◆ Exercise prompt
Update the part of the records that opens with the line containing "[trace] every instance of the unopened bud" and closes with the line containing "333), (104, 336)]" by replacing "unopened bud" with "closed flower bud" and leaving everything else as it is. Return only those lines.

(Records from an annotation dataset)

※

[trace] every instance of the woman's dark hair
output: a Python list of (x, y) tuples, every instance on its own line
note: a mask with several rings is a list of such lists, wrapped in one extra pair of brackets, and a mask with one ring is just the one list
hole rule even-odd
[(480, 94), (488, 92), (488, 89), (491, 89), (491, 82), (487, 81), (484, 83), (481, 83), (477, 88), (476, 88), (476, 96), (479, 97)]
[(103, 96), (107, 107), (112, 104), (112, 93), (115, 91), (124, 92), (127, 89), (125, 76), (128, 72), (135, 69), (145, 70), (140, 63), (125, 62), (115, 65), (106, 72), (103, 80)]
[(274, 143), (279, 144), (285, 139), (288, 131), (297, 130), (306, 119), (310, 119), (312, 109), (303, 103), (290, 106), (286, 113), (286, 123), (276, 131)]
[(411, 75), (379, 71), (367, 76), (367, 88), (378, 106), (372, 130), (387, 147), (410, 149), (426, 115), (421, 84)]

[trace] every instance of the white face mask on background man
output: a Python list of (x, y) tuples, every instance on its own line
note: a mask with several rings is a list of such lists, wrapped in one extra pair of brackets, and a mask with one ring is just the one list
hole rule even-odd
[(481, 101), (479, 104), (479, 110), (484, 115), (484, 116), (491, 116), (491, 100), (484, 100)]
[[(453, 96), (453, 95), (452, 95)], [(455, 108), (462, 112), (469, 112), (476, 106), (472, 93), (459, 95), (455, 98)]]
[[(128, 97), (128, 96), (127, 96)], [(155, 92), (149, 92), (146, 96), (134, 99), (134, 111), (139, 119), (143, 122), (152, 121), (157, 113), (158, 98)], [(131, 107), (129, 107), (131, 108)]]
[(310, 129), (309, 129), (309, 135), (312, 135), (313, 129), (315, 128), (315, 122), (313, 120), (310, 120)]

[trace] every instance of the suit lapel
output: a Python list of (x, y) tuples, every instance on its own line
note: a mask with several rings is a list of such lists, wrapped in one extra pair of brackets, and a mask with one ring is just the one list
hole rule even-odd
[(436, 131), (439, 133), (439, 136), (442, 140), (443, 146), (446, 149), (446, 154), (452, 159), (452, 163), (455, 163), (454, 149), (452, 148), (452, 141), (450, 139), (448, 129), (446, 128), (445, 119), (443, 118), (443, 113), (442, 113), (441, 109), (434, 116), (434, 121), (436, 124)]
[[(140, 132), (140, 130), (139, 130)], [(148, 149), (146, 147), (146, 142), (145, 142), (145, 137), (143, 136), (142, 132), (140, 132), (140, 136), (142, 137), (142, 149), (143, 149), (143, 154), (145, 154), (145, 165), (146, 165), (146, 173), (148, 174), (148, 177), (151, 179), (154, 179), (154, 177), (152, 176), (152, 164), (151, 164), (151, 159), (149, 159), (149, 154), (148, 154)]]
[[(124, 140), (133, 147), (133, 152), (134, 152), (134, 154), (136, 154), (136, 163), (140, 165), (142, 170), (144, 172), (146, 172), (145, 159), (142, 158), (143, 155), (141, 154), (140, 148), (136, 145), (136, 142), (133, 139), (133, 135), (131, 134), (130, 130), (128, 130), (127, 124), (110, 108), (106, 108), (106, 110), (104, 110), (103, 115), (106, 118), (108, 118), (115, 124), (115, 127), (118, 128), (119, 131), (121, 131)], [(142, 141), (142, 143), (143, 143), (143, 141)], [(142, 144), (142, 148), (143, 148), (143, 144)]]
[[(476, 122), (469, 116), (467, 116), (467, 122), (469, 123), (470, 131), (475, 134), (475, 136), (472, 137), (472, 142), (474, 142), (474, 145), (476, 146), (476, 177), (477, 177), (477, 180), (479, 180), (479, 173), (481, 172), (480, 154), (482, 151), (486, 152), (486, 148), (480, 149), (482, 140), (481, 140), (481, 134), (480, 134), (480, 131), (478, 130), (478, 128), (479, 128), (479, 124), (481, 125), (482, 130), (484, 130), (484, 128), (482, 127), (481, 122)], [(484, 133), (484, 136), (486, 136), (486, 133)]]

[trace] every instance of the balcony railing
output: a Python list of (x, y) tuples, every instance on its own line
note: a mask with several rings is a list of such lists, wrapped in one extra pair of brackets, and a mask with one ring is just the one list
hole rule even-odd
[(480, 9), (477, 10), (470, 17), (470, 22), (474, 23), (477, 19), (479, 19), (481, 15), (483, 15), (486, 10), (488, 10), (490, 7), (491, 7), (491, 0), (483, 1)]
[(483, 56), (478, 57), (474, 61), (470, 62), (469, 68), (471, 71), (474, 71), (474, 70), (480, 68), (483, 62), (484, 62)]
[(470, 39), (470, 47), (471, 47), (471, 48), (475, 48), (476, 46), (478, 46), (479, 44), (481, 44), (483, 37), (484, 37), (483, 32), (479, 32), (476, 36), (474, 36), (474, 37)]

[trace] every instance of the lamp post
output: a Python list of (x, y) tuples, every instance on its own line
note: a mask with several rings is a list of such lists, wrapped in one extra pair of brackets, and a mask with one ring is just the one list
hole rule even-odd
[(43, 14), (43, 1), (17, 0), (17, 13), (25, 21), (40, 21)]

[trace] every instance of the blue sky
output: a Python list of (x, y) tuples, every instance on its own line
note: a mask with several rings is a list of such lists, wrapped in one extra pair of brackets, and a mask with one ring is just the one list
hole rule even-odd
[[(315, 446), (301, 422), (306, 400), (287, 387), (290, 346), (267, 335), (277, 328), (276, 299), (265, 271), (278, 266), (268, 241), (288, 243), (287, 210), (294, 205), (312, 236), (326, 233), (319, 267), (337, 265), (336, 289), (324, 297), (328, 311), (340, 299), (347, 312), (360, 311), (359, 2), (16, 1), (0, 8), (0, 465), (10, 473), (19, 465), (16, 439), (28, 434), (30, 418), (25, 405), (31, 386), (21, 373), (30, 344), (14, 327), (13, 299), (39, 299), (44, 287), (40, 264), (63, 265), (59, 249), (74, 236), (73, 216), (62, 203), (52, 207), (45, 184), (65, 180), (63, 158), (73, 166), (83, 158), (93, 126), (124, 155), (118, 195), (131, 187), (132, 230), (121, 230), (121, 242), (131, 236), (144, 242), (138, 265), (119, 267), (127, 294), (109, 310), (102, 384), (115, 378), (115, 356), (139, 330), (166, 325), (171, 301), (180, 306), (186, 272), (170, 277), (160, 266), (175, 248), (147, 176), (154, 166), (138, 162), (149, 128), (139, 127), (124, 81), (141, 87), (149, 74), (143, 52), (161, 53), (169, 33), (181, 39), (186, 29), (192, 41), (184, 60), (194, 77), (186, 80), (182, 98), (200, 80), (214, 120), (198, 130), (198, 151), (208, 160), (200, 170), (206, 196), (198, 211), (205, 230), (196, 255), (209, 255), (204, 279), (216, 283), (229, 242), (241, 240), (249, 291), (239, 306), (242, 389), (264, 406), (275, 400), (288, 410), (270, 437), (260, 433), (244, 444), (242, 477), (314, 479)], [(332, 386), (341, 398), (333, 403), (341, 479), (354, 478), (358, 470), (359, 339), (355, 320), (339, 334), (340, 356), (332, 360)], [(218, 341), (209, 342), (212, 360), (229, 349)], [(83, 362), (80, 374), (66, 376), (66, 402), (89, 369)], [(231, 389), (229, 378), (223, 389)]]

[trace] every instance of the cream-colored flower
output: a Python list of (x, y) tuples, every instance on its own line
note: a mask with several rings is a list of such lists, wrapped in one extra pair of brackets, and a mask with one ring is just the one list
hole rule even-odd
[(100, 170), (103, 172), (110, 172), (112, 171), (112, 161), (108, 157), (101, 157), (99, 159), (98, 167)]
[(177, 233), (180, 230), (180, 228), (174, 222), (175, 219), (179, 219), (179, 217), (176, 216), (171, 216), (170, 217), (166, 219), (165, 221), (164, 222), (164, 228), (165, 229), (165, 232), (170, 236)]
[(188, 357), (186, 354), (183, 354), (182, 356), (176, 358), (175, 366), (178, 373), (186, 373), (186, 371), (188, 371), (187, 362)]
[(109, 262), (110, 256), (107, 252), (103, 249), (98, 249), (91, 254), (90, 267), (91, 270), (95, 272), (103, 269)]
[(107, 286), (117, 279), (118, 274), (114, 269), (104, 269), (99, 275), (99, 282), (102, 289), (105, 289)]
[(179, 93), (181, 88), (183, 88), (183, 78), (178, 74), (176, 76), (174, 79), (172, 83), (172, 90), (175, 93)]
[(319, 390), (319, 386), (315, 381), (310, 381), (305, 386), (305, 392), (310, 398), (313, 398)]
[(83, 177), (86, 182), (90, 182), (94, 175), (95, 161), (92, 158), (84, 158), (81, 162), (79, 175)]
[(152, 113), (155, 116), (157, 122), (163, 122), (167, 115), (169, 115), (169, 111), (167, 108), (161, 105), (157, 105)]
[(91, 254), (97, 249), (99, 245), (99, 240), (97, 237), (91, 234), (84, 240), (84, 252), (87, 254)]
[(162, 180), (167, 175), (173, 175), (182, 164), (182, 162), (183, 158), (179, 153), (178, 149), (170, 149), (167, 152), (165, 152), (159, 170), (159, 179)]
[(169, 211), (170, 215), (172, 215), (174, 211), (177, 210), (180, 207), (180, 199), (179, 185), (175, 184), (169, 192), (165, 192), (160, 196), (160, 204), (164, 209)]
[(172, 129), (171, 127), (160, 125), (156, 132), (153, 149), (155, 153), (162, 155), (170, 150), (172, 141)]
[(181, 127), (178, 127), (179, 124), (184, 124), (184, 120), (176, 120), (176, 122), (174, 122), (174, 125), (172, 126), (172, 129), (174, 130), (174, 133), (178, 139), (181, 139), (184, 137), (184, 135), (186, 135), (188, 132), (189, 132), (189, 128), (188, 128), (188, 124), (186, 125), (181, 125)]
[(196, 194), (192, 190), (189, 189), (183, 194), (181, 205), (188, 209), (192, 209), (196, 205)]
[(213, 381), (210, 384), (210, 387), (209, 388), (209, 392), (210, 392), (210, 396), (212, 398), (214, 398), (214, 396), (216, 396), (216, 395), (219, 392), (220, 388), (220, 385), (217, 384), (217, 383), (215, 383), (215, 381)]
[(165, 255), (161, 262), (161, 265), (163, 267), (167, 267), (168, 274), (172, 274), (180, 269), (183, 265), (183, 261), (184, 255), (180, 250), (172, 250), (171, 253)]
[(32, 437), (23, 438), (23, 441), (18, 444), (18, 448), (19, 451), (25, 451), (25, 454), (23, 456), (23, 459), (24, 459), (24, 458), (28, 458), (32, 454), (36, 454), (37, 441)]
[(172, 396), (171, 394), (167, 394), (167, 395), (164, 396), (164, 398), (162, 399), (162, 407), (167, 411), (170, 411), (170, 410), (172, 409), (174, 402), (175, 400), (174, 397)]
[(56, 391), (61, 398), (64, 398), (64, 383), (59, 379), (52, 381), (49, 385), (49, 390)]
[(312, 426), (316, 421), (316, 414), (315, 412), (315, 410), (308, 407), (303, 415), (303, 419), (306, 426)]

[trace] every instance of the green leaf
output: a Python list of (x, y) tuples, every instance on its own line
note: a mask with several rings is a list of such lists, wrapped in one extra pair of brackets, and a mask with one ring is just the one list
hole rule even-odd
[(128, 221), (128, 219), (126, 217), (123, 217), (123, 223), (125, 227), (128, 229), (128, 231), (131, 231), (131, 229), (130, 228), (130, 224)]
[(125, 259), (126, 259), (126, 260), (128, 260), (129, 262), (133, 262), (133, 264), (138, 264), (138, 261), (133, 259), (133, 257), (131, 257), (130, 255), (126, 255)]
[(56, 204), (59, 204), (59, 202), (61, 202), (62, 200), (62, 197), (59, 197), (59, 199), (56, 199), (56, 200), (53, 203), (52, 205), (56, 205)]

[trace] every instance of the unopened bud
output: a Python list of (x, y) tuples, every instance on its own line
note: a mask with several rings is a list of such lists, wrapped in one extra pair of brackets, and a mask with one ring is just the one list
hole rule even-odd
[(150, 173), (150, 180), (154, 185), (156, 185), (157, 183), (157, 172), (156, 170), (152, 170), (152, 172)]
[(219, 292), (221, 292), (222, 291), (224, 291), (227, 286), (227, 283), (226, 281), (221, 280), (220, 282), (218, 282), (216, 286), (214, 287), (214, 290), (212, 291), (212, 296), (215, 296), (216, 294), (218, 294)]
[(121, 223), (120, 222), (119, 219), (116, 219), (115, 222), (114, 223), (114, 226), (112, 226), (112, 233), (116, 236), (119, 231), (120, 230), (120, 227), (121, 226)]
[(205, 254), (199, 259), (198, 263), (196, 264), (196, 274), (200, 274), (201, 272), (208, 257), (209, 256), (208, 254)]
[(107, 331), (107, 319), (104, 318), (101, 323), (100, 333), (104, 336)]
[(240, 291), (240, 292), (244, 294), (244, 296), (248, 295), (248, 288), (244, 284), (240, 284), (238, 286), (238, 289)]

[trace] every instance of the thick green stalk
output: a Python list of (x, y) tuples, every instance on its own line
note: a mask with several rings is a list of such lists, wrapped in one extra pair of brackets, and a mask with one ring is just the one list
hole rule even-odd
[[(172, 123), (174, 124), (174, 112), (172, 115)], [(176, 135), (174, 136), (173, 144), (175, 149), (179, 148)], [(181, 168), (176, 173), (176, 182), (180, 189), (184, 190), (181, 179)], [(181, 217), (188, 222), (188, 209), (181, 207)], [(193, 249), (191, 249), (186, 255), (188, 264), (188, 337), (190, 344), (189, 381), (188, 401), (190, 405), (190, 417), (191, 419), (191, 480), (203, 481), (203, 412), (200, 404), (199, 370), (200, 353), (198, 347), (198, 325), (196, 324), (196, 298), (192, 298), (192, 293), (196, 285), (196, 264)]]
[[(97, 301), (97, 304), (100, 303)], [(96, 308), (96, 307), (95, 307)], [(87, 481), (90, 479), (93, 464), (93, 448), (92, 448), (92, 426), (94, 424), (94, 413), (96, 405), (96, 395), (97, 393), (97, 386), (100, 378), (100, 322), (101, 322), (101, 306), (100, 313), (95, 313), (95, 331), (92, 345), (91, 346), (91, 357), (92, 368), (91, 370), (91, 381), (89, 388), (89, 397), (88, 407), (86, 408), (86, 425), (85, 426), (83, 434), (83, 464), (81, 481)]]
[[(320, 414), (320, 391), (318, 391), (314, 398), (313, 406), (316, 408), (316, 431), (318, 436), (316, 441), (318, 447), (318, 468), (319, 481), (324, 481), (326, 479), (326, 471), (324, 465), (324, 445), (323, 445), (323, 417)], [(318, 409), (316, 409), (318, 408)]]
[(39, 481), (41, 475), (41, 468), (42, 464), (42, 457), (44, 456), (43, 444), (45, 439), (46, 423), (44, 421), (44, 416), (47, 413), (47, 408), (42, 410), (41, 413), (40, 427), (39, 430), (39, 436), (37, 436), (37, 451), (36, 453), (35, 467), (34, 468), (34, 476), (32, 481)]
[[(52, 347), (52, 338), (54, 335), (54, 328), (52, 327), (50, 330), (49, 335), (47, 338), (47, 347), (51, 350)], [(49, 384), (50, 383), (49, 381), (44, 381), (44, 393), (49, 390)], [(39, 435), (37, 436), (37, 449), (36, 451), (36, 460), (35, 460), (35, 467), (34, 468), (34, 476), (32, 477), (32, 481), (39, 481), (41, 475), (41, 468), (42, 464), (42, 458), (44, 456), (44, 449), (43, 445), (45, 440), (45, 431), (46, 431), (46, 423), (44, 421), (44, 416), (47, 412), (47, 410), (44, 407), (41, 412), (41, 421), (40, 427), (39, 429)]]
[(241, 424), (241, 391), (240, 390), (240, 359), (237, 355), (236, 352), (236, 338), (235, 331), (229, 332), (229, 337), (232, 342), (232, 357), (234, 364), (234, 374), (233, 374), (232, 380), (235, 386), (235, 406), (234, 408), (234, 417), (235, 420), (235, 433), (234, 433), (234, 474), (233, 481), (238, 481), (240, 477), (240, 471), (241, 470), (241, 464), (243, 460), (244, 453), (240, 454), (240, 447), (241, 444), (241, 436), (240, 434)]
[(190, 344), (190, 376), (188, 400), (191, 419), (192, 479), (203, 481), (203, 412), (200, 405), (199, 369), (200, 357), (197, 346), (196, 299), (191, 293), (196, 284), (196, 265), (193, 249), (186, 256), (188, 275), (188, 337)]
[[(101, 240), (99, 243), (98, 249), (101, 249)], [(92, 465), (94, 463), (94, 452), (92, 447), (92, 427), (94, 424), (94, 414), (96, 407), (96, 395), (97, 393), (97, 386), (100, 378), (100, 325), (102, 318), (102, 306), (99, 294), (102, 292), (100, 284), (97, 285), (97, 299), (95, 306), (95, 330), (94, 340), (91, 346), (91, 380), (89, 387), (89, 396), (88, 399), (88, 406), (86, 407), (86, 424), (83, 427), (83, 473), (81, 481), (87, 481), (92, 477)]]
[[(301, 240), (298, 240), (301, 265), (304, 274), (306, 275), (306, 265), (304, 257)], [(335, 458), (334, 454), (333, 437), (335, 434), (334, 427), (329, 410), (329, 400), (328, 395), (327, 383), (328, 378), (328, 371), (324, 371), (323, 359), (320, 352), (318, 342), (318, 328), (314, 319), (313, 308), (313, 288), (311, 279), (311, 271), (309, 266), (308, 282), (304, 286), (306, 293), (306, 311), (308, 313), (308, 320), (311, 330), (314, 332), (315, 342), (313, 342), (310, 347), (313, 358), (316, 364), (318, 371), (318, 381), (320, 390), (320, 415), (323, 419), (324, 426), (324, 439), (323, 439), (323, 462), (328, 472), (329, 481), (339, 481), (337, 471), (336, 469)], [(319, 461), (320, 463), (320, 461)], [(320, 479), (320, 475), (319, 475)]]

※

◆ Exercise result
[trace] every instance of the closed flower bud
output: a Python list of (x, y) tuples, every instance on its own line
note: a mask with several rings is a list of such lists, wrapped in one extra pair of brackets, and a mask with one ring is just the one list
hole rule even-odd
[(150, 173), (150, 180), (154, 185), (156, 185), (157, 183), (157, 172), (156, 170), (152, 170), (152, 172)]
[(219, 292), (221, 292), (222, 291), (224, 291), (227, 286), (227, 283), (226, 281), (221, 280), (220, 282), (218, 282), (216, 286), (214, 287), (214, 290), (212, 291), (212, 296), (215, 296), (216, 294), (218, 294)]
[(121, 223), (120, 222), (119, 219), (116, 219), (115, 222), (114, 223), (114, 226), (112, 226), (112, 233), (116, 236), (119, 231), (120, 230), (120, 227), (121, 226)]
[(205, 254), (199, 259), (198, 263), (196, 264), (196, 274), (200, 274), (201, 272), (208, 257), (209, 256), (208, 254)]
[(107, 331), (107, 319), (104, 318), (101, 323), (100, 333), (104, 336)]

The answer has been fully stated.